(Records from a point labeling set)
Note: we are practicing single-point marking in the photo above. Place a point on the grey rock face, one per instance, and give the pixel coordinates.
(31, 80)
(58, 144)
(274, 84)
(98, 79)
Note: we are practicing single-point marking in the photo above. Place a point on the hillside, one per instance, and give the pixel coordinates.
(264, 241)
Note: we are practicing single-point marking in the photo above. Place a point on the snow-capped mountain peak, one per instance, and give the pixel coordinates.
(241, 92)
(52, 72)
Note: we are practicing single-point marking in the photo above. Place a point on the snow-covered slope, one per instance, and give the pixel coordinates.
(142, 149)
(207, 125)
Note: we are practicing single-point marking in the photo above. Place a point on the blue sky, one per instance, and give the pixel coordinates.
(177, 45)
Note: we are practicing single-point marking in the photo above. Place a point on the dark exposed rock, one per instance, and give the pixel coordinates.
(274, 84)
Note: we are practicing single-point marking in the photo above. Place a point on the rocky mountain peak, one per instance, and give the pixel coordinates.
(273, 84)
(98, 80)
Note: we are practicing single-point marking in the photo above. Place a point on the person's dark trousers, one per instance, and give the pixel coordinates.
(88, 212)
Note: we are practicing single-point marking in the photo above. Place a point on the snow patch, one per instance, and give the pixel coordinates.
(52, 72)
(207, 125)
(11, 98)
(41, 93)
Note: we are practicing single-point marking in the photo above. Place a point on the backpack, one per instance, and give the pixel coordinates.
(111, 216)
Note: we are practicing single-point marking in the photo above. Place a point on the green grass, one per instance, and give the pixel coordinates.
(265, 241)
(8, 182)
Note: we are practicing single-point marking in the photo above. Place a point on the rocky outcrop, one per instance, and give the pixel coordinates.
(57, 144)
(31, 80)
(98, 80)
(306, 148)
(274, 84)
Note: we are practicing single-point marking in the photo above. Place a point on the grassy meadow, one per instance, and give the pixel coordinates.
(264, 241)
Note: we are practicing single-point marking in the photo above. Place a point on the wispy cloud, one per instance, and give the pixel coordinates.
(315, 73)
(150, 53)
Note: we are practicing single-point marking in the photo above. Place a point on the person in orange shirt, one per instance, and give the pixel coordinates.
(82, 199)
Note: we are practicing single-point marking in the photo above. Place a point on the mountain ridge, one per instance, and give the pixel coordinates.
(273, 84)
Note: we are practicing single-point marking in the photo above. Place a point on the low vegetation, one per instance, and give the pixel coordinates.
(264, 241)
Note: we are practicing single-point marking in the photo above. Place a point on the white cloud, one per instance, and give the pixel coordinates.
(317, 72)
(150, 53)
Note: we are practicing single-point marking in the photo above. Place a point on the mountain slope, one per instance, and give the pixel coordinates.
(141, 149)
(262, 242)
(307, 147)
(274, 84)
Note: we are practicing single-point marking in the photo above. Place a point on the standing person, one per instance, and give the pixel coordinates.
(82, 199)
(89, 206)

---

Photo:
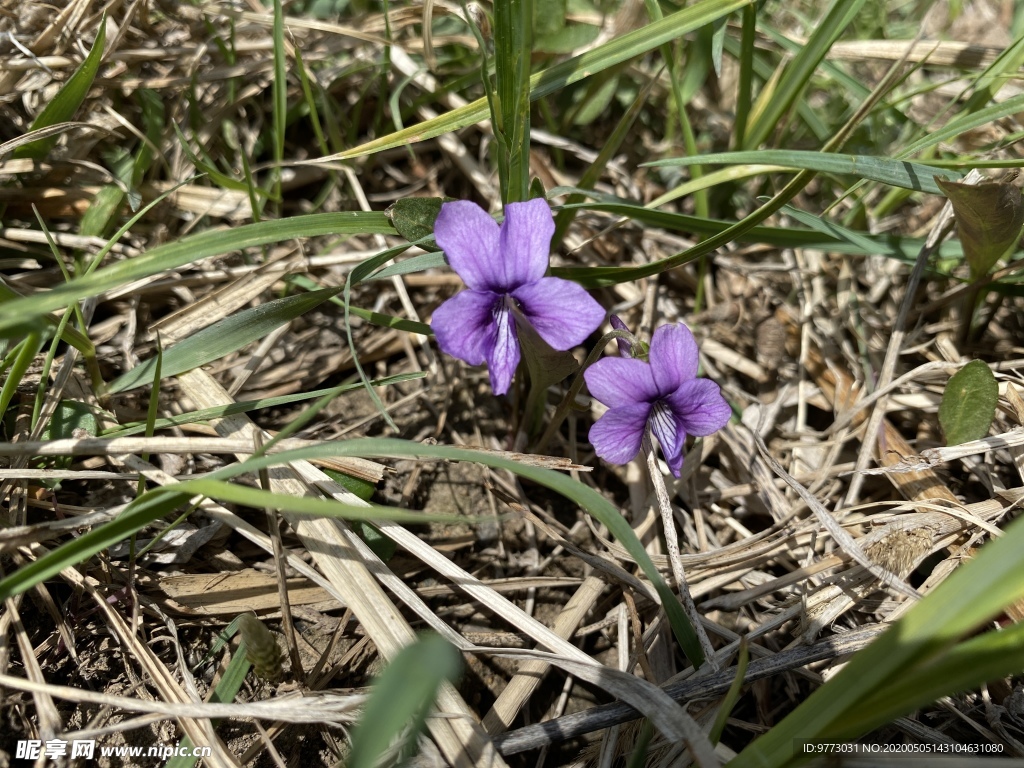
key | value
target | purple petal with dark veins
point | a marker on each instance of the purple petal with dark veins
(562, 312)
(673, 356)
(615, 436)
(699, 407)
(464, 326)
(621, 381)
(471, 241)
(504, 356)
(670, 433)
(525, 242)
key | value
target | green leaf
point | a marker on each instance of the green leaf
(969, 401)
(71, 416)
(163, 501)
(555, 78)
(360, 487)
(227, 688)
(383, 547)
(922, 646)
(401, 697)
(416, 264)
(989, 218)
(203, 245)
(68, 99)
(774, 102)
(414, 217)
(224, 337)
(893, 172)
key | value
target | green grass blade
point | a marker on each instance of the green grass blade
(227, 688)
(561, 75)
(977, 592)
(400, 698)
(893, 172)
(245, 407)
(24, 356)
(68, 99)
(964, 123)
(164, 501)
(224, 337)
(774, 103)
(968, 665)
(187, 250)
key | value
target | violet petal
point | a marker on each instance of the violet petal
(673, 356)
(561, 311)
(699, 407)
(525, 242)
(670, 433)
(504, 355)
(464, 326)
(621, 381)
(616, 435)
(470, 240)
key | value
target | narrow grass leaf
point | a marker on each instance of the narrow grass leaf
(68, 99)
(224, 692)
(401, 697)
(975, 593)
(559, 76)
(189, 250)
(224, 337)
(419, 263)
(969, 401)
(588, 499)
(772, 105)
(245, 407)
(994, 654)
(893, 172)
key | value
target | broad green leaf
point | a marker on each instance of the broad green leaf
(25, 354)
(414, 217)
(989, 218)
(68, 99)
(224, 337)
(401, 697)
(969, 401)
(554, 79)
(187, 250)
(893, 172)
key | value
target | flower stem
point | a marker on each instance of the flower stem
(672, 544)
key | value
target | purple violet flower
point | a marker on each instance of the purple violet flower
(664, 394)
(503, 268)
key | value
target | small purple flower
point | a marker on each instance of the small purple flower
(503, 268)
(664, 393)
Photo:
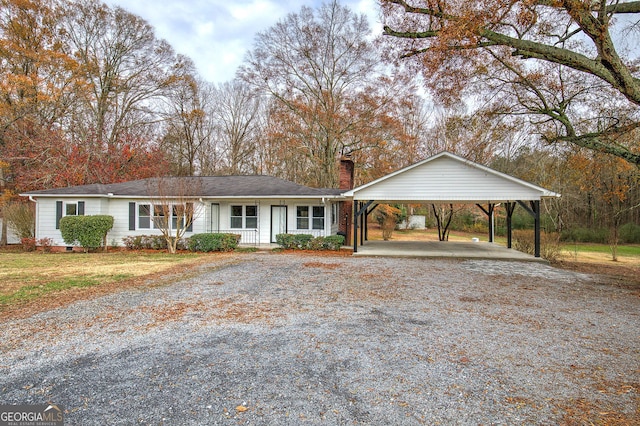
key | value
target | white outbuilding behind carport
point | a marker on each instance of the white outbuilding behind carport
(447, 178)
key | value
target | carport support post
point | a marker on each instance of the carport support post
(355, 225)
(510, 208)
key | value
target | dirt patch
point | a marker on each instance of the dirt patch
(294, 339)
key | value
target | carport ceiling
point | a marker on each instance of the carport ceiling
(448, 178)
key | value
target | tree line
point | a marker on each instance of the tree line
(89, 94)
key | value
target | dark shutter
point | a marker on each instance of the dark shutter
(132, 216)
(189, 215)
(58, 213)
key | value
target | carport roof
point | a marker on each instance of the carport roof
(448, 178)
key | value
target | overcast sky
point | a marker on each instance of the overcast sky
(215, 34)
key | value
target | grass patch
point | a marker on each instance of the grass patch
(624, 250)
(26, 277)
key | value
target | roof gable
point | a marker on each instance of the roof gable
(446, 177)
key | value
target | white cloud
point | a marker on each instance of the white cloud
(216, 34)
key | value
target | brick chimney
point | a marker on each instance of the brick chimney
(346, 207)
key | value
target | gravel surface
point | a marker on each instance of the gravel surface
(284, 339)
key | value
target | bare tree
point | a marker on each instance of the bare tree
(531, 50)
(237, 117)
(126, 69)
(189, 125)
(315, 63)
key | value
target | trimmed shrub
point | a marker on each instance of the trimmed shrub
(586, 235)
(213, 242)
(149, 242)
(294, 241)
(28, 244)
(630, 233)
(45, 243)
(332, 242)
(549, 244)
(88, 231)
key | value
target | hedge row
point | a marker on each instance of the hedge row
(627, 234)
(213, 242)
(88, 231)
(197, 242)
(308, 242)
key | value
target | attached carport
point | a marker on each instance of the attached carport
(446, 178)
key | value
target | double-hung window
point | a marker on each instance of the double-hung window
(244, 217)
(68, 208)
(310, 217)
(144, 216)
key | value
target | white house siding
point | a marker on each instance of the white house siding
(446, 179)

* What needs to be done
Count the lines in the items above that contain the string "snow".

* Answer below
3